| Exercises |
1) Using the post on user time zones below, answer each question in a few words.
(a) What practice, quoted at the start, does the writer say is not perfect?
(b) What does the conversion between local time and UTC involve?
(c) What does storing both the local time and the UTC time fail to tell you?
2) According to the user time zones post below, why can an appointment stored as a UTC time show a different time when read later? Explain in one to three sentences.
3) Write the next part of the post on user time zones below, starting right after its final sentence.

| Page text |
[tz] User time zones

Eric Muller emuller at adobe.com
Thu Dec 8 18:12:34 UTC 2011


>   always transmit and store times
> in UTC.

I don't think this is perfect.

The issue is that the conversion between local and UTC involves the tz 
database (or similar) and that is a moving target. You can very well 
have tz_local_to_utc (t0, tzid, tzversion1) != tz_local_to_utc (t0, 
tzid, tzversion2), (after all, we would not need many versions of tz 
every year if that was not the case) and therefore tz_utc_to_local 
(tz_local_to_utc (t0, tzid, tzversion1), tzid, tzversion2) != t0.

A possible scenario: create an appointment for a time in the future 
using tzversion1, store the UTC time, and later read the appointment 
using tzversion2; the time of the appointment may have changed. It is 
true that in many parts of the world, the likelihood of that scenario is 
low, but there are others where it's far less uncommon. Also note that 
the scenario applies equally well to client/server vs. local, one user 
creating and another reading vs. the same user doing both.

Storing both local and UTC may not be the best to fix this, or not quite 
enough, because it does not tell you which of the two values is the 
authoritative one.

| Information shown |

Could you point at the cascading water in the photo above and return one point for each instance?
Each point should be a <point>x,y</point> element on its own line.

| Expected results |
1)
(a) Always transmitting and storing times in UTC.
(b) The tz database (or something similar), which is a moving target.
(c) Which of the two values is the authoritative one.

2) Converting between local time and UTC depends on the tz database, and that database changes from version to version. If an appointment is created and converted to UTC with one version, then converted back to local time with a later version, the result may not match the original local time.

3)
I don't quite see any other solution than storing a time together with 
the timezone in which it is expressed. That time zone may be UTC. If you 
make an appointment for a meeting in Moscow, then you really want to 
store the local time (it does not matter much how that local time 
relates to UTC, you'd better be there when the local clocks say so); if 
you make an appointment for a teleconference with participants across 
the world, then you really want to store the UTC time, and let everyone 
figure out what it mean (or will mean) for them. That puts a burden on 
users of choosing the timezone, but fortunately, local time is a good 
default, and only those who deal with multiple time zones have to choose 
UTC.

There is the subsidiary issue that what people really need is "the 
timezone of this location", rather than "this tz timezone". The 
difference shows up in the tz database whenever a new tz timezone is 
introduced. Fortunately, such changes are much less frequent.

Eric.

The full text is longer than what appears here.